--- Data for processing ---

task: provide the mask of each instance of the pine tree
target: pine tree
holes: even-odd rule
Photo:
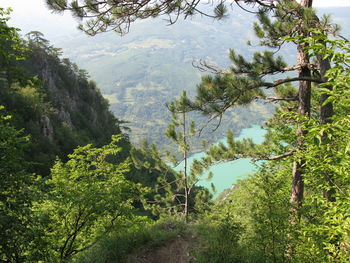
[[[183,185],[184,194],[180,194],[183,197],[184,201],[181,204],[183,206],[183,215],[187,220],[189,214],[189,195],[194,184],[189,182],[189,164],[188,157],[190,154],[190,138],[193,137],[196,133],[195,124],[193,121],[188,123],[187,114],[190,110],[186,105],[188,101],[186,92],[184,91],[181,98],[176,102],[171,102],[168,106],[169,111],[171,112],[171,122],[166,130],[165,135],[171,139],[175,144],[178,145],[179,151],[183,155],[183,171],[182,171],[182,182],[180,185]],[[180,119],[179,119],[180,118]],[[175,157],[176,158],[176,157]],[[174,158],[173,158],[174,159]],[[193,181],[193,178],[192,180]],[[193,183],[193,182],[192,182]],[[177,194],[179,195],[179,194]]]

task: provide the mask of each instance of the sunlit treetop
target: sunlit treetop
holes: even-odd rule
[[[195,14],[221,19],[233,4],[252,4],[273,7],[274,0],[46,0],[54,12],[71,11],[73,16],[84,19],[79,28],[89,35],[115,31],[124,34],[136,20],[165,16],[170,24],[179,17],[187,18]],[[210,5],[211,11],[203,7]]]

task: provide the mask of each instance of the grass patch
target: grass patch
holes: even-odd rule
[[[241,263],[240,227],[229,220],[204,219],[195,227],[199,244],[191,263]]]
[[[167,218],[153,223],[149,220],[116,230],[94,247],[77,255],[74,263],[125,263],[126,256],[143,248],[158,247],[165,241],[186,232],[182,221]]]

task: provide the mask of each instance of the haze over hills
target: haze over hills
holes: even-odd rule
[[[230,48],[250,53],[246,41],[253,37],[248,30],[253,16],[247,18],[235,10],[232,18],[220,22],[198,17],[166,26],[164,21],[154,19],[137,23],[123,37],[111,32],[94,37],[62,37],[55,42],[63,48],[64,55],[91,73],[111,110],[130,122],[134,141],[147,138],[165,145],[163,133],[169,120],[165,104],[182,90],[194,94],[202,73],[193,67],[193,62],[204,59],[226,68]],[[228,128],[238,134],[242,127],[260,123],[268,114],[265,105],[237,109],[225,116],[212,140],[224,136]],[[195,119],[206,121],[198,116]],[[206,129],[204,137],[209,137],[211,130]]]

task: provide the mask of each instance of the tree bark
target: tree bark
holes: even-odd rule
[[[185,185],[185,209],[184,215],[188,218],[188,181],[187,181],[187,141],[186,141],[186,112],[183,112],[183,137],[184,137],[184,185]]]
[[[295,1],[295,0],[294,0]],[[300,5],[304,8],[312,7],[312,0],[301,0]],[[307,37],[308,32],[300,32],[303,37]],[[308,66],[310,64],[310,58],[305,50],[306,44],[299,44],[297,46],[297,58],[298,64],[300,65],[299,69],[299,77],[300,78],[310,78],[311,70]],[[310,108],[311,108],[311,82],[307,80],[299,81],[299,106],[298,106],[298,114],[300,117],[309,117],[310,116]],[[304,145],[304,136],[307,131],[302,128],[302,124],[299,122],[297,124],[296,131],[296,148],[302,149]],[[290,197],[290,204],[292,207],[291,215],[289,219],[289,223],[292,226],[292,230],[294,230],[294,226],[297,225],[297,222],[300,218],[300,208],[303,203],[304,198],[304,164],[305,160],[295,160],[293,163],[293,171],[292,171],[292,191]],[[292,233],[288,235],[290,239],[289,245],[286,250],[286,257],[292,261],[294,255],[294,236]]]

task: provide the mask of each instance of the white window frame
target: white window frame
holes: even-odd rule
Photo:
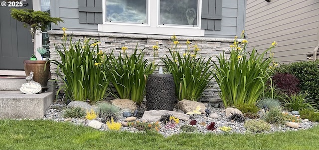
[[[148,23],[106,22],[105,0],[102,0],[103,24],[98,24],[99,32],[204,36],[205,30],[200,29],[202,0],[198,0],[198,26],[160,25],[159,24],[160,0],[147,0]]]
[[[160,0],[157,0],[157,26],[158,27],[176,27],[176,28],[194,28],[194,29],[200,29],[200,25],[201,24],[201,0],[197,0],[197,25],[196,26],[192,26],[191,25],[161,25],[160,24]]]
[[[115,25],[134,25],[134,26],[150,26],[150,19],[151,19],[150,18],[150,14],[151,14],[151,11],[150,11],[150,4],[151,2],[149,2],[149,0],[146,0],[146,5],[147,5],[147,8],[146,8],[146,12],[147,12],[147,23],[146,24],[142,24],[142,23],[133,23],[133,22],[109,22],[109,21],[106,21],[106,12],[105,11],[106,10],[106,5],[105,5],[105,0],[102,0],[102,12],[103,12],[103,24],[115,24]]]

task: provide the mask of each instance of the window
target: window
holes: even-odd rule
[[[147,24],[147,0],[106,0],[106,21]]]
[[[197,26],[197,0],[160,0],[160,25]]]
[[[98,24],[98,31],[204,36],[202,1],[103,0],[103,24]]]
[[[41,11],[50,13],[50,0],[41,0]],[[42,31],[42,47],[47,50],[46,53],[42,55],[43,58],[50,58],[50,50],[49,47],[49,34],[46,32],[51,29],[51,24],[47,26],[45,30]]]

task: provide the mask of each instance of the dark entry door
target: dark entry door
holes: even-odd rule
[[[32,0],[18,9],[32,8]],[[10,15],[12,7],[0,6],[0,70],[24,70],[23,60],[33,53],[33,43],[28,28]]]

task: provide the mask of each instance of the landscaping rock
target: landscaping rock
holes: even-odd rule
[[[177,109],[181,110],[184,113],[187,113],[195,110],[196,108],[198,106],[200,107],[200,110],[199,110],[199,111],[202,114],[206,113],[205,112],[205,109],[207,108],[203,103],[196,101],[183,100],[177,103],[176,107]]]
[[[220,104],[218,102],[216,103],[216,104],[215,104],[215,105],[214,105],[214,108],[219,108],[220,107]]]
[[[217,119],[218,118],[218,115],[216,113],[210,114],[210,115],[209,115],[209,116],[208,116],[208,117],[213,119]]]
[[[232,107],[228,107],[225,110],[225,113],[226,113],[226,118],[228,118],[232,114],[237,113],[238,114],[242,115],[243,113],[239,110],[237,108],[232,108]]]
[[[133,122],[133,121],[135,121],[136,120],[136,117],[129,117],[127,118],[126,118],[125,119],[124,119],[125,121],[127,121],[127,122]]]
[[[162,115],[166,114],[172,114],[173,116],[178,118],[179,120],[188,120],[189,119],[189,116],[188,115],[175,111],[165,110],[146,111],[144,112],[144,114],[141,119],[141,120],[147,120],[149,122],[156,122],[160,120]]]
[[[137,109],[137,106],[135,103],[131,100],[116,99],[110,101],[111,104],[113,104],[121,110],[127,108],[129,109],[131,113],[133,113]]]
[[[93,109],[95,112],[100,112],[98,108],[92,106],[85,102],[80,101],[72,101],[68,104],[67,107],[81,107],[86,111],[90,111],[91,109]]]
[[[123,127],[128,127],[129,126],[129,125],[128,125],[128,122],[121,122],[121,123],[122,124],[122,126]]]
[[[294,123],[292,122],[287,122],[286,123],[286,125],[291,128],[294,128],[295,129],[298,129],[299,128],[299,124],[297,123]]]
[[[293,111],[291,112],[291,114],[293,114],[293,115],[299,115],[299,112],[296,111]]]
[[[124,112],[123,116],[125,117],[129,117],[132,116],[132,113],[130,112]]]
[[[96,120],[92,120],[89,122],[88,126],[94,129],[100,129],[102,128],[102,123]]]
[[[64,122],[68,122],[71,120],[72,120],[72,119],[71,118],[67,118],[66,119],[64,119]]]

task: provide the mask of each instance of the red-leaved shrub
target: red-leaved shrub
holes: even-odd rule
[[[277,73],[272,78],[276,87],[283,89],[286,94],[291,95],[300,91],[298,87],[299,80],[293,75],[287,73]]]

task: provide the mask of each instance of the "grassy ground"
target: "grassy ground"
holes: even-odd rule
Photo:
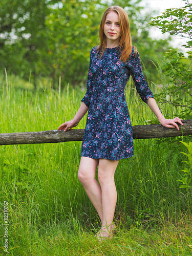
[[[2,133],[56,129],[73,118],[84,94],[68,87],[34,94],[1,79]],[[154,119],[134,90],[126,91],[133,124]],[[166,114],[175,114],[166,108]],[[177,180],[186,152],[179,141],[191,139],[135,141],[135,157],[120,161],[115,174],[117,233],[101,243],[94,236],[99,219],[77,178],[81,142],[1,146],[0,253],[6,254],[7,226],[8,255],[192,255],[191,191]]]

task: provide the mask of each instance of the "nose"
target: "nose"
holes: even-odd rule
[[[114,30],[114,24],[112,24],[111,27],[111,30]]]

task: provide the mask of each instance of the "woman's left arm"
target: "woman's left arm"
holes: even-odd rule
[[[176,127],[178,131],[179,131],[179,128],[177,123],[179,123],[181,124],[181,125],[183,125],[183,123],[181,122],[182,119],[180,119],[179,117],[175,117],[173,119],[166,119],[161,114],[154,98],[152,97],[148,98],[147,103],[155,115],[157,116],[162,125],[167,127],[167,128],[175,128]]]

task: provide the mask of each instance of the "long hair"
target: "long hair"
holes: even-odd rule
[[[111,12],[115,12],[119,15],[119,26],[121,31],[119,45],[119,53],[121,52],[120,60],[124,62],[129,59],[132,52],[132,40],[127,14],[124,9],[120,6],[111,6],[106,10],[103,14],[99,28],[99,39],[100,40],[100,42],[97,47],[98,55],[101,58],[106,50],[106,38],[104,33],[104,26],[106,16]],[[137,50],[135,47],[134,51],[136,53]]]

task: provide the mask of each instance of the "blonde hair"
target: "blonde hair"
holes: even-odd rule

---

In the entries above, rewrite everything from the line that contains "task: provide the mask of each instance of the window" down to the line that contains "[[[98,24],[98,31],[204,36],[202,1],[103,0],[103,24]]]", putting "windowpane" wherever "window" appears and keeping every other part the same.

Solution »
task: provide the mask of each instance of the windowpane
target: windowpane
holes: even-odd rule
[[[147,24],[147,0],[106,0],[106,21]]]
[[[197,26],[197,0],[160,0],[160,25]]]
[[[98,24],[98,31],[204,36],[202,1],[103,0],[103,24]]]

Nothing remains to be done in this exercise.